_OBJECTIVE_.
Find each line in the material below that includes the word "green" and copy those lines.
━━━ TASK DATA ━━━
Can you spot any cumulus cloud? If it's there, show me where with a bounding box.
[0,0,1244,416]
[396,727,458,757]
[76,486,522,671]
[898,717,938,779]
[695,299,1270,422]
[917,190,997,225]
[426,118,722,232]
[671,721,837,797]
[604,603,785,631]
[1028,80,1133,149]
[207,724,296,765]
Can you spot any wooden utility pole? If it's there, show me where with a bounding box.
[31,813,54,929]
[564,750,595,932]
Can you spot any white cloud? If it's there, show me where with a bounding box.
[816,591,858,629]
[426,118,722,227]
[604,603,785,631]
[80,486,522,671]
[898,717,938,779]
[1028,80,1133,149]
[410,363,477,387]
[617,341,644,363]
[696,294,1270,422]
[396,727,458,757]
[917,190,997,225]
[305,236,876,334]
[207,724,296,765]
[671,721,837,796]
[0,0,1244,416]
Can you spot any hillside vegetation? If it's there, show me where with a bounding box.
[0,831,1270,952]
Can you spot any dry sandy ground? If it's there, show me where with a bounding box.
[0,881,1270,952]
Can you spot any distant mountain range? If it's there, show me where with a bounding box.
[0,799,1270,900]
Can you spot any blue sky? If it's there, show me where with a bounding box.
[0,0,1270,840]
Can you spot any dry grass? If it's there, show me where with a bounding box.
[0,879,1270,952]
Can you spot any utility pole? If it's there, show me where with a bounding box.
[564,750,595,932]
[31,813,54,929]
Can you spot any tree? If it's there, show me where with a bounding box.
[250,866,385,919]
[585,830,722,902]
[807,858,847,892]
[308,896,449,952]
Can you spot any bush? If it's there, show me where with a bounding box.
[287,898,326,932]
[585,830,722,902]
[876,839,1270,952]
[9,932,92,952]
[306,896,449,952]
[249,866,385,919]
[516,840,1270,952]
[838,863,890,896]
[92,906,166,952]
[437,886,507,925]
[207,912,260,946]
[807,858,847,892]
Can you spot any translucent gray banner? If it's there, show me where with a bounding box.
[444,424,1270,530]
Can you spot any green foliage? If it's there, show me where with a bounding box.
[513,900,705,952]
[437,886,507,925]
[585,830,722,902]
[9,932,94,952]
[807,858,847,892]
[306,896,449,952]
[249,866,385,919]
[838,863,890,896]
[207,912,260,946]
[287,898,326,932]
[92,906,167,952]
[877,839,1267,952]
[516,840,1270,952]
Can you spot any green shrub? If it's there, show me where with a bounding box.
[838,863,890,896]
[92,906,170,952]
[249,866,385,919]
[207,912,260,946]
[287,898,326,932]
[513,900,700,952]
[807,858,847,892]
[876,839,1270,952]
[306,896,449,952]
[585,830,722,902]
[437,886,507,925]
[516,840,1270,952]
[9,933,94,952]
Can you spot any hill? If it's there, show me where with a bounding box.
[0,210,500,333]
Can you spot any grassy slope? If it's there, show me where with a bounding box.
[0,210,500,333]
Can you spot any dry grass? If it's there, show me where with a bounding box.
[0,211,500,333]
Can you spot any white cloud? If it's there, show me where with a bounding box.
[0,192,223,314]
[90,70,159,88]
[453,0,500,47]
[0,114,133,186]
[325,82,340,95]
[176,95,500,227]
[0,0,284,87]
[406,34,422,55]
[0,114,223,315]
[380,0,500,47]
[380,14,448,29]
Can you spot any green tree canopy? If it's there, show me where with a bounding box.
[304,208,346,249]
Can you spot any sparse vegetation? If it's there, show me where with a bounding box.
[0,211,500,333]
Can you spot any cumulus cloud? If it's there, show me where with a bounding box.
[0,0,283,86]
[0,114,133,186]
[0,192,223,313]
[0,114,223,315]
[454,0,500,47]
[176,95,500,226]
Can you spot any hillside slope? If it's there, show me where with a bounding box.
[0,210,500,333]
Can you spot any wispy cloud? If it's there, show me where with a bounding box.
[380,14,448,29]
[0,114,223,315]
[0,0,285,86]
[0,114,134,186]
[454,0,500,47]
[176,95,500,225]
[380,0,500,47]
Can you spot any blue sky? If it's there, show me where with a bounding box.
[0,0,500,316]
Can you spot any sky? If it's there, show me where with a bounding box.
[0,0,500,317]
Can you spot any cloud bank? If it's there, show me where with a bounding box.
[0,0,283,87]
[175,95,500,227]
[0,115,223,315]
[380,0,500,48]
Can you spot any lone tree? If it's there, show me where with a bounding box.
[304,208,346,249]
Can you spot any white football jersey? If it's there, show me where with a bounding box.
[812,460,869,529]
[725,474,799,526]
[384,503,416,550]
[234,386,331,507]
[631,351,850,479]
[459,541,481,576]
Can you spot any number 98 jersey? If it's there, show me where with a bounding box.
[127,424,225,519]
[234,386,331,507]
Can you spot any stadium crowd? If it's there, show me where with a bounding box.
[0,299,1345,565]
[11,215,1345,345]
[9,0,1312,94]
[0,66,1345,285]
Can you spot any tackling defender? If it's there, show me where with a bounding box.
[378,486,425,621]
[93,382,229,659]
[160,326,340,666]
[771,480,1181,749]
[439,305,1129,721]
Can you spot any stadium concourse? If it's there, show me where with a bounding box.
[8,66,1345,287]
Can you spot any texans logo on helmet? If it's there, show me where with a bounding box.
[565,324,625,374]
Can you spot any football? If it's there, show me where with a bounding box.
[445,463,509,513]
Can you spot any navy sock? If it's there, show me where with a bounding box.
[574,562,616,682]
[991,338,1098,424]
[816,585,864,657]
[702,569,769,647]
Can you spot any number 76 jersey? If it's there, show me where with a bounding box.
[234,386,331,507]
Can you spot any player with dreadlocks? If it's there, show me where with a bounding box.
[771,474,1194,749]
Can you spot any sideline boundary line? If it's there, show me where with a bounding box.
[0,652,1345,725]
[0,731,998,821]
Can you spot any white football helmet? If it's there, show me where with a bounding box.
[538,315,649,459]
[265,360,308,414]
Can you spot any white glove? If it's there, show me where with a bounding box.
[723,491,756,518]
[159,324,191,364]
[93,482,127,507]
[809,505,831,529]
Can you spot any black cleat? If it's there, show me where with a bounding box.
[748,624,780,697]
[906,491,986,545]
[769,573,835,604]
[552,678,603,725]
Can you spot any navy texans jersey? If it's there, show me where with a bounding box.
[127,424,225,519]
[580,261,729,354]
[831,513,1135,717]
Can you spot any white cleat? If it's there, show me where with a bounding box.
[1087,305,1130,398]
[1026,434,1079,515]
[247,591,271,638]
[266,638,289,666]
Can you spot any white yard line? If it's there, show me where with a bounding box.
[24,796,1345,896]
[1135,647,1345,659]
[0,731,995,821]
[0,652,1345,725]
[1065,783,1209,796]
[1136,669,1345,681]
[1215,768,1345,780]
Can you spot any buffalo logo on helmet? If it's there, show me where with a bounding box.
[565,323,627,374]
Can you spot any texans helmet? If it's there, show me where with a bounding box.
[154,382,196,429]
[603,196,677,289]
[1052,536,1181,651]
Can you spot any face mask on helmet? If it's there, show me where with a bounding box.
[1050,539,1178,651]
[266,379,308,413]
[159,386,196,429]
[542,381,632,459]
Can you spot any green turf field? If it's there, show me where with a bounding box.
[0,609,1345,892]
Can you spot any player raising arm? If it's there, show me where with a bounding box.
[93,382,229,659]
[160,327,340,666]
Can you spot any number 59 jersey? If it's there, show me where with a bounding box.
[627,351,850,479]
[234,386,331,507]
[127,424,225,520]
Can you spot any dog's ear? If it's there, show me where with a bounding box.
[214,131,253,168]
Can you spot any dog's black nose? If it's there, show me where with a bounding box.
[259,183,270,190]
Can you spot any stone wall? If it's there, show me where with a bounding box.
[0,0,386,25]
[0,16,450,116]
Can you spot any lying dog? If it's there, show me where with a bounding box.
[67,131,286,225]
━━━
_EXERCISE ANSWER_.
Can you spot any green foliage? If it's there, show me where with a bounding box.
Can you spot any green shrub? If it's there, show me where with a bounding box.
Can you spot any green tree canopy? If it's there, show me where with a bounding box.
Can you spot any green turf field? If it's there, show me where with a bounding box.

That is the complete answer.